(PROBLEM STATEMENT)
Report every line from the following entries that contains the string "weaving".

══ DATA TO EXAMINE

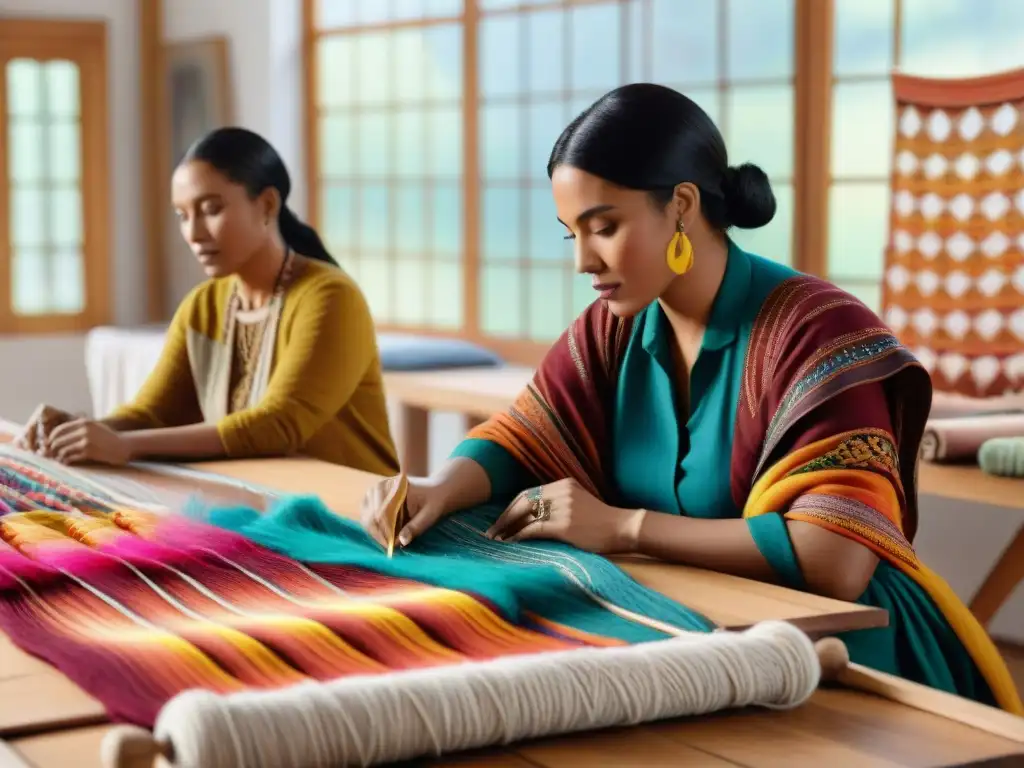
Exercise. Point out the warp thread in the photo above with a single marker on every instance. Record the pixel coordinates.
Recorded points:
(368, 720)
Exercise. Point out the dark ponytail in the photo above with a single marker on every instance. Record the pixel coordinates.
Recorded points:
(649, 137)
(247, 159)
(301, 238)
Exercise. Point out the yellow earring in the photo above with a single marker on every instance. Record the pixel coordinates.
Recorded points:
(680, 253)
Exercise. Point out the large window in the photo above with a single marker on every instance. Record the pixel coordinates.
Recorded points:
(53, 251)
(433, 121)
(928, 38)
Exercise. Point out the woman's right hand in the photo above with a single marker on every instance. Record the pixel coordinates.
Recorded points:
(43, 421)
(426, 503)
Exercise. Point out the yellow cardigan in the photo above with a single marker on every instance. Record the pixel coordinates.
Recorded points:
(326, 393)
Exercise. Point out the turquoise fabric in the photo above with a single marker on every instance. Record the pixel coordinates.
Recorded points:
(547, 579)
(656, 466)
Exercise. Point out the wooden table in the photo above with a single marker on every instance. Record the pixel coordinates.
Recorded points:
(838, 727)
(974, 486)
(476, 393)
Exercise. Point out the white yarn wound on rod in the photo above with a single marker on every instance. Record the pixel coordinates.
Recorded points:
(369, 720)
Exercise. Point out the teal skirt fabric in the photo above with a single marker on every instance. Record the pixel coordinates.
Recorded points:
(919, 644)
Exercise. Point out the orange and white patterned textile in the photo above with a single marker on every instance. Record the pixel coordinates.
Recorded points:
(953, 289)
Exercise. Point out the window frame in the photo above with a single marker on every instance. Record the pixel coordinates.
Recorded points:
(812, 114)
(85, 44)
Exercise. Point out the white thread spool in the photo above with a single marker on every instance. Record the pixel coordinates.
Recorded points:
(376, 719)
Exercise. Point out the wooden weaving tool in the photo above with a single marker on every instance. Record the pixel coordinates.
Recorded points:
(395, 511)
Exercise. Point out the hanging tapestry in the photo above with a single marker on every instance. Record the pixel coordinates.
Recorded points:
(136, 606)
(953, 288)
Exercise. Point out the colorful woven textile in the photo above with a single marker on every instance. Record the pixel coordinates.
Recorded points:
(954, 266)
(135, 607)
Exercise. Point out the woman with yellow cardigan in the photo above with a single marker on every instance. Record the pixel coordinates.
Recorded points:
(274, 354)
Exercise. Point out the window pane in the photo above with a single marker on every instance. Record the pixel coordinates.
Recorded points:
(502, 222)
(335, 71)
(446, 219)
(962, 38)
(411, 223)
(550, 295)
(412, 62)
(61, 89)
(375, 218)
(68, 294)
(402, 9)
(66, 216)
(24, 87)
(496, 4)
(442, 7)
(443, 64)
(759, 128)
(501, 300)
(337, 217)
(411, 292)
(775, 241)
(372, 11)
(374, 143)
(684, 48)
(446, 295)
(547, 237)
(27, 153)
(500, 55)
(373, 69)
(858, 226)
(546, 37)
(760, 39)
(337, 12)
(28, 217)
(375, 280)
(595, 41)
(445, 142)
(862, 129)
(411, 141)
(636, 47)
(66, 148)
(863, 37)
(547, 121)
(708, 99)
(30, 282)
(336, 145)
(501, 141)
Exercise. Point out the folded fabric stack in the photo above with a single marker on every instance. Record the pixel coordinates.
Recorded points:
(968, 429)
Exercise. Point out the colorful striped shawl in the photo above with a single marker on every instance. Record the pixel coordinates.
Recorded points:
(832, 413)
(135, 606)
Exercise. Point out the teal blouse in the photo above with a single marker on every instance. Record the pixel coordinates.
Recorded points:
(657, 465)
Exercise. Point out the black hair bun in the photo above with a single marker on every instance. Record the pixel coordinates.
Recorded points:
(750, 202)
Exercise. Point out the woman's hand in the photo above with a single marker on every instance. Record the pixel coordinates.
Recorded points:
(84, 440)
(426, 503)
(42, 422)
(564, 511)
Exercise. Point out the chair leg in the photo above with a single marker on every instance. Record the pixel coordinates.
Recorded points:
(1000, 582)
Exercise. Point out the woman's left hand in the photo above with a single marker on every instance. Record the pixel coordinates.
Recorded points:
(564, 511)
(84, 440)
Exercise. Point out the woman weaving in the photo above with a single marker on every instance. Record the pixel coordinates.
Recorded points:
(713, 408)
(274, 354)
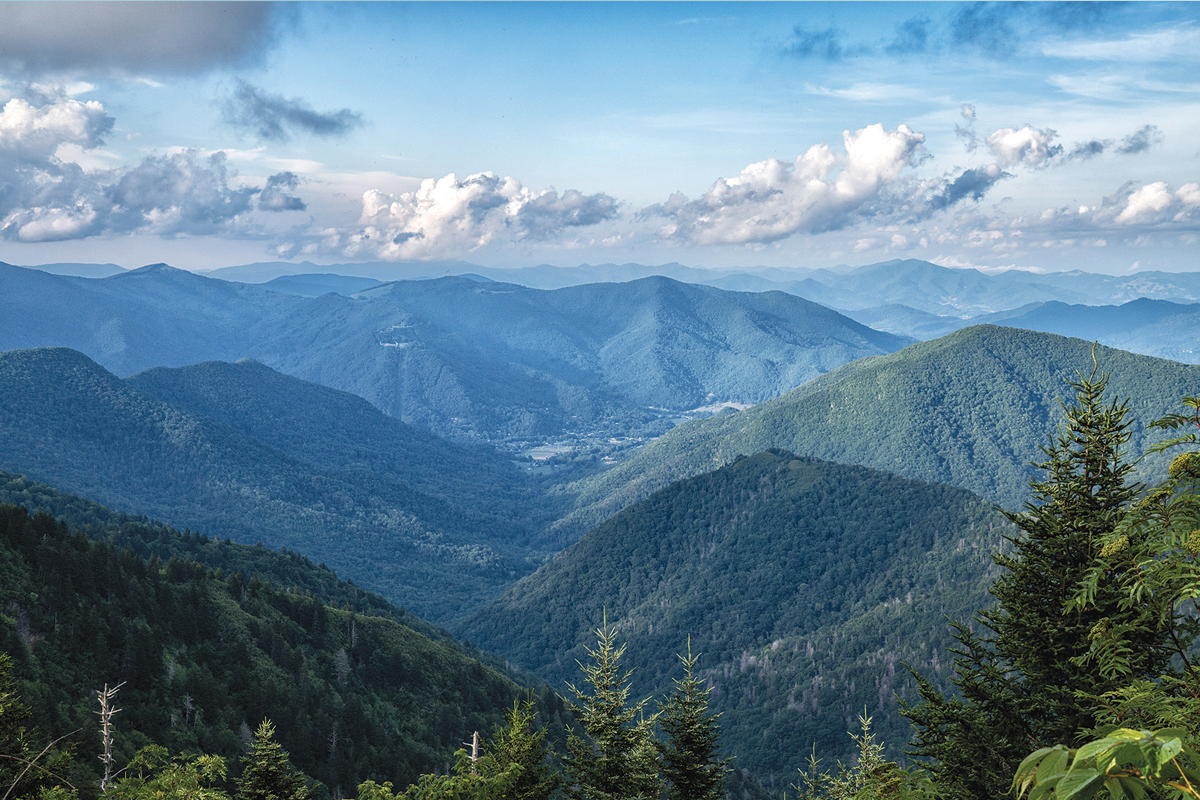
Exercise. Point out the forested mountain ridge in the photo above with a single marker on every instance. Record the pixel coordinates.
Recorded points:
(205, 655)
(409, 350)
(967, 409)
(805, 584)
(67, 421)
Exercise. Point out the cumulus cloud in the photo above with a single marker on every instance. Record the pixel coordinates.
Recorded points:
(772, 199)
(136, 37)
(451, 215)
(1156, 204)
(1027, 146)
(279, 118)
(275, 194)
(971, 184)
(46, 198)
(33, 133)
(1141, 140)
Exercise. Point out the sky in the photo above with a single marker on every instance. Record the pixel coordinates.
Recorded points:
(999, 134)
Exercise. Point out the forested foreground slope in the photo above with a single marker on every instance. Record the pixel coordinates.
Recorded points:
(207, 654)
(969, 409)
(805, 584)
(66, 421)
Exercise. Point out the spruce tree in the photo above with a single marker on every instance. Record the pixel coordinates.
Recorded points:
(690, 761)
(517, 743)
(1020, 675)
(268, 775)
(616, 758)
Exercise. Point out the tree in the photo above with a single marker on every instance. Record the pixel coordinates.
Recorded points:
(1021, 681)
(517, 743)
(155, 775)
(268, 775)
(25, 771)
(616, 758)
(690, 762)
(1149, 729)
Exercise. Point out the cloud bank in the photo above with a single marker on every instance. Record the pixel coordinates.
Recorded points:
(772, 199)
(136, 37)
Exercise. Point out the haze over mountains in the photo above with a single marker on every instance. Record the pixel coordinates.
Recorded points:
(373, 425)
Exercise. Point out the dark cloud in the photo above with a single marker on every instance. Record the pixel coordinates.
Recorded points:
(277, 118)
(178, 193)
(1140, 140)
(826, 44)
(550, 212)
(971, 184)
(913, 36)
(137, 37)
(275, 194)
(1085, 150)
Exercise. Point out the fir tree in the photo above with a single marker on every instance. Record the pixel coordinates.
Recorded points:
(268, 775)
(517, 743)
(616, 758)
(690, 761)
(1021, 680)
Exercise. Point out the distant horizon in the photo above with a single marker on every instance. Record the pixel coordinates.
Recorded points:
(1038, 136)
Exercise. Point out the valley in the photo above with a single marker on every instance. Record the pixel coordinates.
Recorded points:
(808, 500)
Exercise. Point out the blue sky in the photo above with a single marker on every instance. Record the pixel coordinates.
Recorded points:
(1041, 136)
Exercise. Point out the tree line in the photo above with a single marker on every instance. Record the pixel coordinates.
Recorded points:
(1080, 679)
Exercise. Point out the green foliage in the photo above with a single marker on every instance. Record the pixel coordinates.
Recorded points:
(871, 777)
(27, 771)
(1129, 764)
(807, 585)
(519, 743)
(1024, 683)
(615, 758)
(1147, 728)
(202, 651)
(154, 775)
(267, 774)
(967, 409)
(691, 764)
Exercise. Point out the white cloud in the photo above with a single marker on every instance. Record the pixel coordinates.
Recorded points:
(449, 216)
(772, 199)
(34, 133)
(1165, 44)
(1156, 203)
(1026, 145)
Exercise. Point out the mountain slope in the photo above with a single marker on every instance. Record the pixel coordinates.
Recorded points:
(523, 364)
(205, 655)
(805, 584)
(970, 409)
(67, 421)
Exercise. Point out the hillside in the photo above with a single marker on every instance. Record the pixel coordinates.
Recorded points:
(66, 421)
(207, 654)
(523, 366)
(805, 584)
(969, 409)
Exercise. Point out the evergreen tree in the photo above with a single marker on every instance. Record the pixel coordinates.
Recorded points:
(268, 775)
(1021, 680)
(690, 761)
(517, 743)
(25, 770)
(616, 758)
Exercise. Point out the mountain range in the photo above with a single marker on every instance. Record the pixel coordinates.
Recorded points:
(969, 409)
(525, 364)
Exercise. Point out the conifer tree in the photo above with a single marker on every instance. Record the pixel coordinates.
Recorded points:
(616, 758)
(690, 761)
(519, 743)
(1020, 677)
(268, 775)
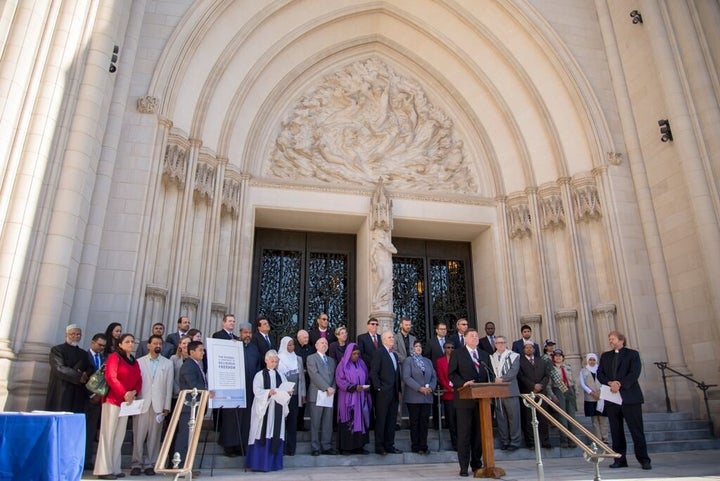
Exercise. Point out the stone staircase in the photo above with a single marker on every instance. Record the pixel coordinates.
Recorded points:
(665, 432)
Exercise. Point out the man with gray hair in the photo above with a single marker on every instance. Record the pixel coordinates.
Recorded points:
(68, 374)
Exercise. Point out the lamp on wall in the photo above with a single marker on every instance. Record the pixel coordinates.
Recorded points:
(666, 133)
(113, 59)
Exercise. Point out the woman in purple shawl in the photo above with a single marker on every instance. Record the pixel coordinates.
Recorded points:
(354, 404)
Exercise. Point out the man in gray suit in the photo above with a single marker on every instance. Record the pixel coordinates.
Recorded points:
(321, 369)
(506, 365)
(402, 346)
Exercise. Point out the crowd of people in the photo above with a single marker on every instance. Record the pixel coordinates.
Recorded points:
(345, 388)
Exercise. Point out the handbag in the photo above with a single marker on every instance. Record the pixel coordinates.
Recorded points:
(97, 383)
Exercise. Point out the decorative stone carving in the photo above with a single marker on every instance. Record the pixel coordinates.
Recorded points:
(147, 105)
(364, 122)
(519, 220)
(614, 158)
(381, 208)
(552, 213)
(204, 180)
(381, 264)
(175, 163)
(231, 196)
(587, 202)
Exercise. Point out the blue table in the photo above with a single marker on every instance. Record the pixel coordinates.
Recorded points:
(43, 446)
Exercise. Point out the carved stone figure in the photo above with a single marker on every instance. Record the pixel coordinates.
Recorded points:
(381, 264)
(364, 122)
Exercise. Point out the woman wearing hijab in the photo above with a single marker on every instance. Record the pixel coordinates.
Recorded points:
(593, 403)
(354, 403)
(122, 374)
(419, 379)
(112, 333)
(291, 367)
(269, 408)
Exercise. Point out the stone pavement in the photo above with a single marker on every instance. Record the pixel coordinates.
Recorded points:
(685, 466)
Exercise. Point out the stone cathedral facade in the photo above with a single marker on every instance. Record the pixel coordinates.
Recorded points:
(143, 143)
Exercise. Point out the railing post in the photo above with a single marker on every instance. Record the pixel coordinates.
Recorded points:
(663, 365)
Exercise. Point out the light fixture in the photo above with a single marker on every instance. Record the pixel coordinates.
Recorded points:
(113, 59)
(666, 133)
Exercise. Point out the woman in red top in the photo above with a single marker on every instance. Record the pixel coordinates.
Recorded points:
(122, 374)
(448, 398)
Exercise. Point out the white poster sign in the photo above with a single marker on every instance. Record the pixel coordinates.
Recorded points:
(226, 373)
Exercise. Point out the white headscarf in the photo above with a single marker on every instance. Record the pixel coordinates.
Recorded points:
(288, 360)
(592, 369)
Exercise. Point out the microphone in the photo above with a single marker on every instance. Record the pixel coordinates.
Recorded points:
(487, 371)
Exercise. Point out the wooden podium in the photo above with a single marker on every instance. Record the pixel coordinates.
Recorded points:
(485, 391)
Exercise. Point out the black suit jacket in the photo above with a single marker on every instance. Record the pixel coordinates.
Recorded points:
(627, 373)
(486, 346)
(367, 348)
(530, 374)
(315, 335)
(462, 369)
(385, 378)
(433, 350)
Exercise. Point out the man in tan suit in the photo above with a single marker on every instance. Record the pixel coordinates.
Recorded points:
(157, 384)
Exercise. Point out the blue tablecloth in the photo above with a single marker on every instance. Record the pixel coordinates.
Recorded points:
(44, 446)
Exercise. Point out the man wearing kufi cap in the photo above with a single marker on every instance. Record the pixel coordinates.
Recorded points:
(68, 374)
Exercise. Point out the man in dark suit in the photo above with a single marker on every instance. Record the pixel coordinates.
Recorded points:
(468, 365)
(321, 329)
(620, 370)
(385, 378)
(526, 333)
(261, 337)
(458, 337)
(487, 342)
(369, 342)
(173, 339)
(227, 420)
(533, 376)
(93, 408)
(191, 376)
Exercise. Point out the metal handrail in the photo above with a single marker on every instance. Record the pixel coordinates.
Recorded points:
(662, 365)
(594, 453)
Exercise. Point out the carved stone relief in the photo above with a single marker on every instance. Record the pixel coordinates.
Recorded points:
(366, 121)
(205, 180)
(519, 220)
(174, 164)
(586, 201)
(552, 213)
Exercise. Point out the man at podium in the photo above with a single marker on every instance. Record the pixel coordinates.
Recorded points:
(468, 365)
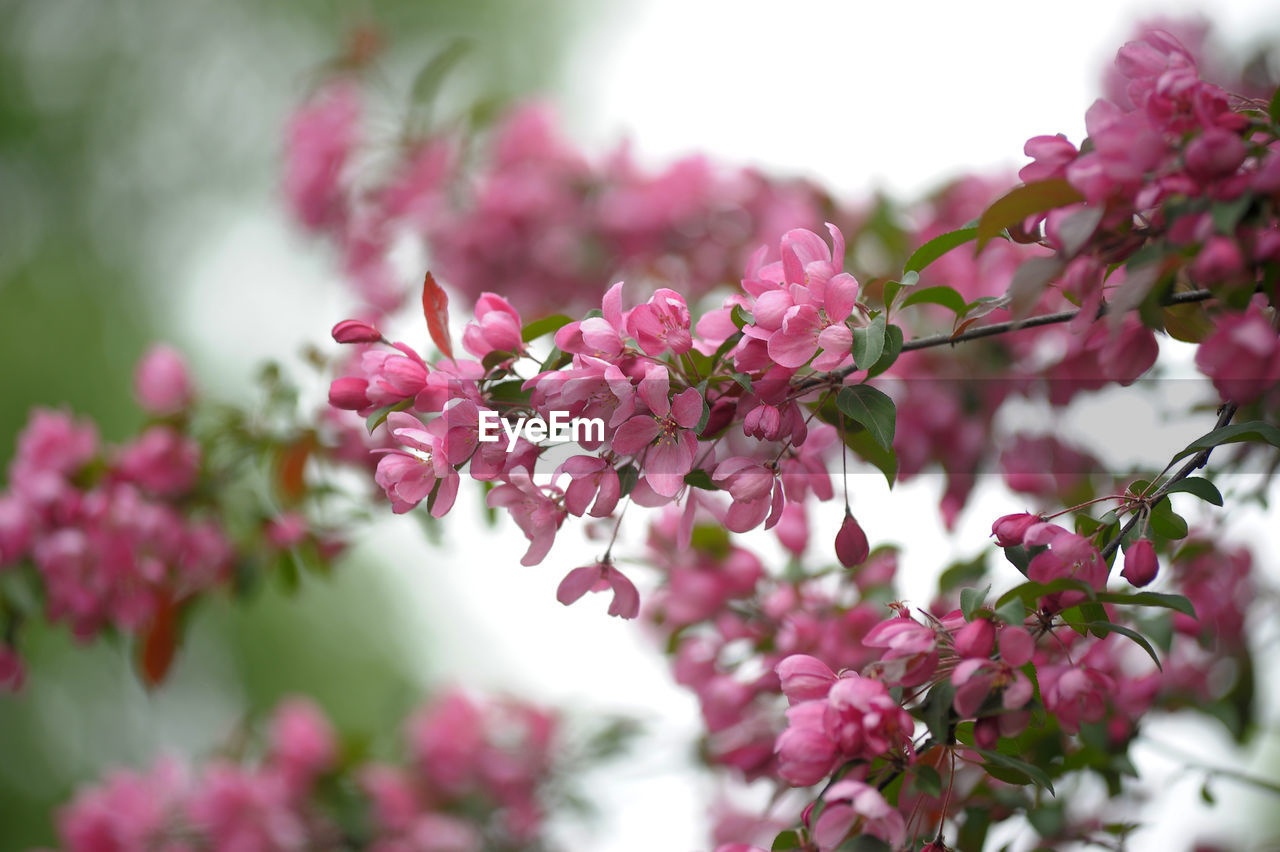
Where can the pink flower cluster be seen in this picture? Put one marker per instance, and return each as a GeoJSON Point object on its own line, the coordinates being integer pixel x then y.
{"type": "Point", "coordinates": [535, 214]}
{"type": "Point", "coordinates": [476, 781]}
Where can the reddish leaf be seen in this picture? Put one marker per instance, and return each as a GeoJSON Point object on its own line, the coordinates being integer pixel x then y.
{"type": "Point", "coordinates": [291, 466]}
{"type": "Point", "coordinates": [435, 308]}
{"type": "Point", "coordinates": [159, 642]}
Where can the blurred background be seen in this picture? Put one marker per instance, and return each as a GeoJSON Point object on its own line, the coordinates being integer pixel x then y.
{"type": "Point", "coordinates": [140, 150]}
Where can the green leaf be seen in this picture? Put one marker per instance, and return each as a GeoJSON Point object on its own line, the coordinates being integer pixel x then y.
{"type": "Point", "coordinates": [1150, 599]}
{"type": "Point", "coordinates": [938, 246]}
{"type": "Point", "coordinates": [1228, 214]}
{"type": "Point", "coordinates": [869, 343]}
{"type": "Point", "coordinates": [700, 479]}
{"type": "Point", "coordinates": [1200, 486]}
{"type": "Point", "coordinates": [547, 325]}
{"type": "Point", "coordinates": [1013, 613]}
{"type": "Point", "coordinates": [945, 296]}
{"type": "Point", "coordinates": [1031, 591]}
{"type": "Point", "coordinates": [429, 79]}
{"type": "Point", "coordinates": [972, 599]}
{"type": "Point", "coordinates": [1034, 774]}
{"type": "Point", "coordinates": [927, 781]}
{"type": "Point", "coordinates": [1253, 430]}
{"type": "Point", "coordinates": [871, 452]}
{"type": "Point", "coordinates": [892, 349]}
{"type": "Point", "coordinates": [379, 416]}
{"type": "Point", "coordinates": [1020, 202]}
{"type": "Point", "coordinates": [1165, 522]}
{"type": "Point", "coordinates": [1102, 628]}
{"type": "Point", "coordinates": [789, 839]}
{"type": "Point", "coordinates": [873, 410]}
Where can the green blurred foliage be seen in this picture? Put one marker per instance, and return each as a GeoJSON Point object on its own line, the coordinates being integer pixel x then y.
{"type": "Point", "coordinates": [126, 128]}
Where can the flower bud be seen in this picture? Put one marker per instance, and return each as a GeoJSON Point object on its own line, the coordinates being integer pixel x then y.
{"type": "Point", "coordinates": [348, 393]}
{"type": "Point", "coordinates": [804, 678]}
{"type": "Point", "coordinates": [161, 383]}
{"type": "Point", "coordinates": [1139, 563]}
{"type": "Point", "coordinates": [976, 639]}
{"type": "Point", "coordinates": [851, 546]}
{"type": "Point", "coordinates": [356, 331]}
{"type": "Point", "coordinates": [1010, 528]}
{"type": "Point", "coordinates": [1214, 154]}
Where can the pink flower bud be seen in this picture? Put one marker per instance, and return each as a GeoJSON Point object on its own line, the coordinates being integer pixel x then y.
{"type": "Point", "coordinates": [1214, 154]}
{"type": "Point", "coordinates": [1010, 528]}
{"type": "Point", "coordinates": [851, 546]}
{"type": "Point", "coordinates": [804, 678]}
{"type": "Point", "coordinates": [976, 639]}
{"type": "Point", "coordinates": [356, 331]}
{"type": "Point", "coordinates": [1139, 563]}
{"type": "Point", "coordinates": [350, 393]}
{"type": "Point", "coordinates": [160, 381]}
{"type": "Point", "coordinates": [1219, 261]}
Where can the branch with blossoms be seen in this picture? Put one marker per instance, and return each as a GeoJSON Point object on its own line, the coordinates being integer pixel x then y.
{"type": "Point", "coordinates": [919, 727]}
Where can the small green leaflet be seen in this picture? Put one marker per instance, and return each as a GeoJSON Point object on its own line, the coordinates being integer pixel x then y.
{"type": "Point", "coordinates": [938, 246]}
{"type": "Point", "coordinates": [547, 325]}
{"type": "Point", "coordinates": [1034, 773]}
{"type": "Point", "coordinates": [1020, 202]}
{"type": "Point", "coordinates": [869, 343]}
{"type": "Point", "coordinates": [1200, 486]}
{"type": "Point", "coordinates": [1255, 430]}
{"type": "Point", "coordinates": [873, 410]}
{"type": "Point", "coordinates": [945, 296]}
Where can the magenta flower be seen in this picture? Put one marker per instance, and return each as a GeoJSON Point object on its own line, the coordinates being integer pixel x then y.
{"type": "Point", "coordinates": [496, 329]}
{"type": "Point", "coordinates": [661, 324]}
{"type": "Point", "coordinates": [804, 678]}
{"type": "Point", "coordinates": [411, 473]}
{"type": "Point", "coordinates": [597, 577]}
{"type": "Point", "coordinates": [807, 755]}
{"type": "Point", "coordinates": [851, 546]}
{"type": "Point", "coordinates": [853, 804]}
{"type": "Point", "coordinates": [1139, 563]}
{"type": "Point", "coordinates": [1242, 356]}
{"type": "Point", "coordinates": [664, 435]}
{"type": "Point", "coordinates": [161, 383]}
{"type": "Point", "coordinates": [755, 490]}
{"type": "Point", "coordinates": [590, 479]}
{"type": "Point", "coordinates": [536, 513]}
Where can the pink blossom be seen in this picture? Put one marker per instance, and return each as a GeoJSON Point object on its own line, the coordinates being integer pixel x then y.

════

(ANSWER TO THIS PROBLEM)
Exercise. Point out the wooden weaving tool in the photo above with a single marker on every instance. Record the pixel coordinates.
Exercise. Point out the woman weaving in the photo above with a single marker on every instance. Record the pixel coordinates.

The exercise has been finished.